Document passage START

The irony in the statement is almost too thick to parse. Given the title of the text, I'm assuming some tongue-in-cheek was intended. However, your "gut" saying that this is wrong is probably on the right track, if intuition counts for anything. Unfortunately, a lot of scientific reporting eludes intuition when dealing with concepts we haven't encountered.

It is possible that, when measuring an association between $X$ and $Y$, the correlation between $X$ and $Y$ is 1.0 in 20% of the population, and 0 in the remaining 80%. The net effect is that overall the correlation of $X$ and $Y$ is 0.2. We see this all the time in pharmacoepidemiology: an experimental drug is deemed "effective" if on average there is a positive benefit; many drugs in common circulation, some of which you could be taking, may harm you because of interactions with your behavior or genetics, but nobody actually knows this.

The above is but one possible interpretation of a correlation of 0.2; it is extremely far-fetched because so few things in life have a correlation of either 1 or 0, and fewer things still have effect modification strong enough to produce such discrepant correlations.

Document passage END
Input data START

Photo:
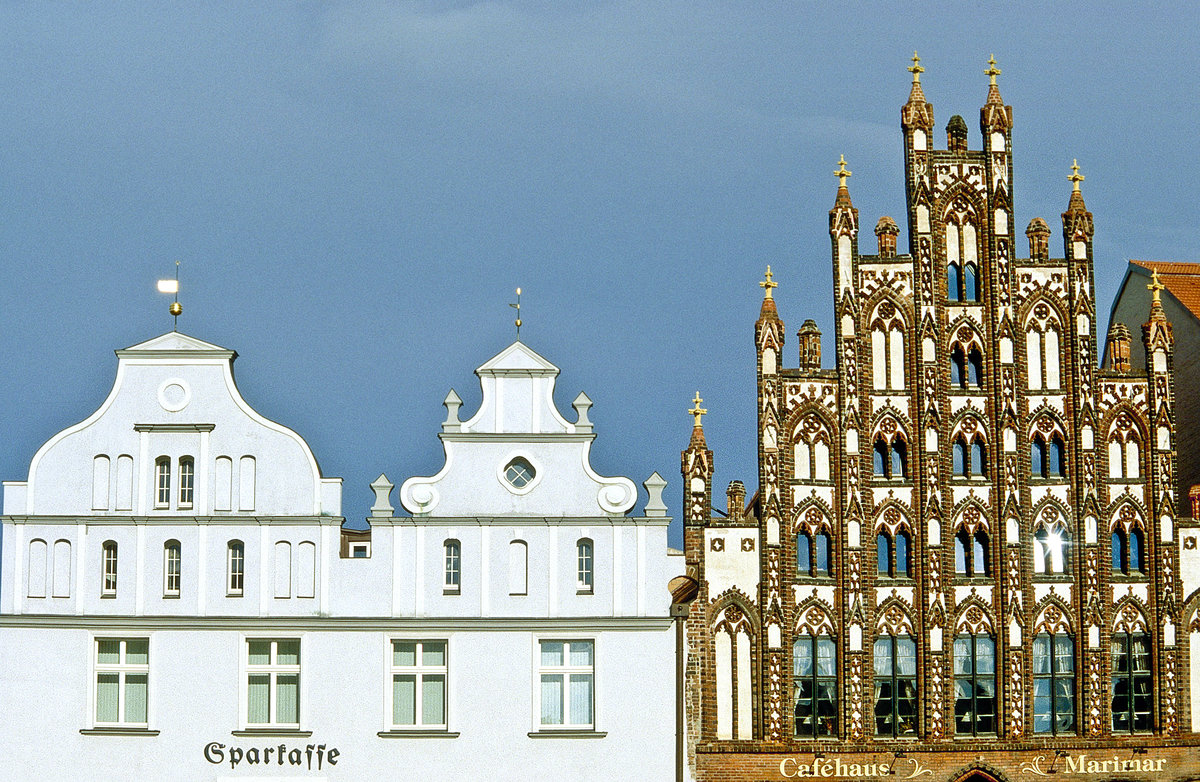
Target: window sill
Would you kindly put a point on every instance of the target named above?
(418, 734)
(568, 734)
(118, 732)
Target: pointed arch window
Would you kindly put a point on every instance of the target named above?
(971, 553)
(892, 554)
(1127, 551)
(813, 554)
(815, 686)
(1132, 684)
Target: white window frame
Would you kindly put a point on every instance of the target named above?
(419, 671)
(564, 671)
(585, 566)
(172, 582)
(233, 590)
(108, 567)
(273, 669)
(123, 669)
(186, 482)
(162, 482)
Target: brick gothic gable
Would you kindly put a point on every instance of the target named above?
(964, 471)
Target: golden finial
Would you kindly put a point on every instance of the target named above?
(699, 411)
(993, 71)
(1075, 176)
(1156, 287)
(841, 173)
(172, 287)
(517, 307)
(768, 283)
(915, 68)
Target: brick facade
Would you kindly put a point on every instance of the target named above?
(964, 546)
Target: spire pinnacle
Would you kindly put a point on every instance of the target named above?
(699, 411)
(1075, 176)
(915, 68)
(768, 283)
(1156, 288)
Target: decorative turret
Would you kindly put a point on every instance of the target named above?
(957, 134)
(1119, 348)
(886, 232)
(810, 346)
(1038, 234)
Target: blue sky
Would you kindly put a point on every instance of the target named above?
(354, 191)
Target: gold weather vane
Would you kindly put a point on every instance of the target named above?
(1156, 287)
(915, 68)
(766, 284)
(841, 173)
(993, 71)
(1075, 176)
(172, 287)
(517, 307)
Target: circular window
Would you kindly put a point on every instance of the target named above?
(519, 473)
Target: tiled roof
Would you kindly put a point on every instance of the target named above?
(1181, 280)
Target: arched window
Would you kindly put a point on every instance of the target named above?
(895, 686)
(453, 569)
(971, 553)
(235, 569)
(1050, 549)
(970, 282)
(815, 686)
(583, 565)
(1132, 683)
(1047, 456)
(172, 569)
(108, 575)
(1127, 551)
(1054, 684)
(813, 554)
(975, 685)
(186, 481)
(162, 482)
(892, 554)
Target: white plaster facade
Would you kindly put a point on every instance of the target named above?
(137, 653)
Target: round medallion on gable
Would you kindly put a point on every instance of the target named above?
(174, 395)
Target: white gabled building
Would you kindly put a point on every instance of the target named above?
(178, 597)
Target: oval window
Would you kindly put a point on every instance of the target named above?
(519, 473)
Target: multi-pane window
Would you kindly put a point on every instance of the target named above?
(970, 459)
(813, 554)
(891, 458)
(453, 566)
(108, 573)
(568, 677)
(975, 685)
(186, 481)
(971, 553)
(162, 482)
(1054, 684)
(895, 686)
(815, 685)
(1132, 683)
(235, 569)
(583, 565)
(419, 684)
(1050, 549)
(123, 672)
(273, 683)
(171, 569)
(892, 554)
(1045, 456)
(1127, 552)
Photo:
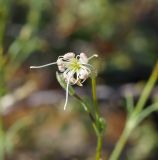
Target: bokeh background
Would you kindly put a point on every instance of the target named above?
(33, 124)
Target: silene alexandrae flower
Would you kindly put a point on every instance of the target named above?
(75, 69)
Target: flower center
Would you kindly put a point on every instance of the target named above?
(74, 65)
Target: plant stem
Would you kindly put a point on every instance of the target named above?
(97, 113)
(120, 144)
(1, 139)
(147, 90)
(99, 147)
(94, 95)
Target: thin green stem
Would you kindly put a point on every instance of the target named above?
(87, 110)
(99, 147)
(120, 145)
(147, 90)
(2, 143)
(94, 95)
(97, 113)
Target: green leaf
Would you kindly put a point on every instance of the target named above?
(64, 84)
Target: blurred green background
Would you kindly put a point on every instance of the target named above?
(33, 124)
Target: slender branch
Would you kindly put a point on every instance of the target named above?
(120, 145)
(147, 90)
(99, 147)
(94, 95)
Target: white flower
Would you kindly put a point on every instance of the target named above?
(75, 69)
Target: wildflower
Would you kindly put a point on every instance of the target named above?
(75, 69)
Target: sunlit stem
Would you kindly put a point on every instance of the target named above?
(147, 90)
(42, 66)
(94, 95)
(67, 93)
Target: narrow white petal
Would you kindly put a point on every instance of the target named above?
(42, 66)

Input data END
Input data START

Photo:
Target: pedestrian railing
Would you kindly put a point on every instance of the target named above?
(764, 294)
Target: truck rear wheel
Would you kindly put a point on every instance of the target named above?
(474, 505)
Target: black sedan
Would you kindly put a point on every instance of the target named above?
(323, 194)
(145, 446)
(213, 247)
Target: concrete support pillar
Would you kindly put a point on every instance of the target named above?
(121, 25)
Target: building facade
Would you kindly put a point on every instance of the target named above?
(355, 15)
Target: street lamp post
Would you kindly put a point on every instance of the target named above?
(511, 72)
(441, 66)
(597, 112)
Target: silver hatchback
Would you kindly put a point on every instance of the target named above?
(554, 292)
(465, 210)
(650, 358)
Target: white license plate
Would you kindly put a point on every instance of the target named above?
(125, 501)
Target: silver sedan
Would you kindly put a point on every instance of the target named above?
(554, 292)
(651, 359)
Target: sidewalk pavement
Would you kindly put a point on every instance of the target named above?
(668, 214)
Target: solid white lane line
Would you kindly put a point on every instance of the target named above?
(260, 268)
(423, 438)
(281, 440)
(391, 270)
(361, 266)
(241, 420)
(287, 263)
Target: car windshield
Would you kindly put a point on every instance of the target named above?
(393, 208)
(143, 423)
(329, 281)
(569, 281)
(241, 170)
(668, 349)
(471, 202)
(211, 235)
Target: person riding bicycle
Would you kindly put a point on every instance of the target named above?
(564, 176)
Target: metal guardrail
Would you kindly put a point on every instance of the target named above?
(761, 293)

Input data END

Directions:
a) Copy the passage of the correlation text that begins at the words "It is possible" and stops after "such discrepant correlations.".
b) In the correlation text, restate the paragraph beginning "It is possible that, when measuring" in fewer words, keeping its main facts.
c) Carry the correlation text forward from its final sentence.

Results by task:
a)
It is possible that, when measuring an association between $X$ and $Y$, the correlation between $X$ and $Y$ is 1.0 in 20% of the population, and 0 in the remaining 80%. The net effect is that overall the correlation of $X$ and $Y$ is 0.2. We see this all the time in pharmacoepidemiology: an experimental drug is deemed "effective" if on average there is a positive benefit; many drugs in common circulation, some of which you could be taking, may harm you because of interactions with your behavior or genetics, but nobody actually knows this.

The above is but one possible interpretation of a correlation of 0.2; it is extremely far-fetched because so few things in life have a correlation of either 1 or 0, and fewer things still have effect modification strong enough to produce such discrepant correlations.

b) If X and Y correlate at 1.0 in 20% of a population and at 0 in the other 80%, their overall correlation is 0.2. Pharmacoepidemiology shows this often. A drug is judged "effective" when its average benefit is positive. Yet many widely used drugs may harm some people through interactions with their behavior or genetics, and nobody actually knows this.

c)
• "It is possible that, when measuring an association between X and Y, the correlation between X and Y is 1.0 in 20% of the population, and 0 in the remaining 80%." - in the study I posted they looked at within family and between twins correlations, they're different than overall population. However, I'm sure that's not what the book author meant, it's how he interpretes what correlation is the problem Commented Feb 14, 2018 at 21:56
• @Aksakal interestingly these variance-components methods are intended to estimate the same population level correlation as would be measured in a population, they just claim to use heritability to "shave off" phenotypic variance attributable to current environmental influence (the E component of the ACE model): an important source of confounding in the hypothesis considered. Commented Feb 14, 2018 at 22:19
• If correlation is 1 in 20% of the population and 0 in 80%, it does not follow that overall it's 0.2. Depends on the relative variance in each sub-population. Commented Feb 14, 2018 at 22:24
• @amoeba yes, good point, further underscores what an idiopathic scenario would justify such a claim. Commented Feb 14, 2018 at 22:29
• "I'm assuming some tongue-in-cheek was intended." You are more charitable than I would be. It is simply wrong. I don't see any reason to think that the author was intentionally wrong in a way that was supposed to be clever. The most charitable interpretation is that the author wanted to underscore the probabilistic nature of a correlation and unthinkingly chose a bad way to illustrate it, a way that the author himself would likely agree doesn't really make sense if it were pointed out to him. Commented Feb 15, 2018 at 14:09

It would be difficult to come up with an interpretation of this that is meaningful, let alone correct. Association is not a property of individual data points. If you had just the height and intelligence of one person, how could you possibly say whether height and intelligence are associated? I suppose if we had the mean of height and intelligence, we could say that everyone above the mean in both, or below the mean in both, is showing an "association". But if you had completely random data (no correlation), you should expect that half of the people to show "association" in this sense. I generated a random data set with correlation around .2 (actually .22), and found that 55 showed "association" in this sense.

It's possible for Y to be an increasing function of X, and the correlation between them be only .5; it would be silly to say that only half the people show an association if every person has a higher intelligence than every shorter person and a lower intelligence than everyone taller. Moreover, it's theoretically possible to have one outlier creating all of the correlation, and the correlation of the set without that point be zero. It's even possible to have 20% of the population have a negative correlation, and the other 80% to also have a negative correlation, and the total correlation be .2.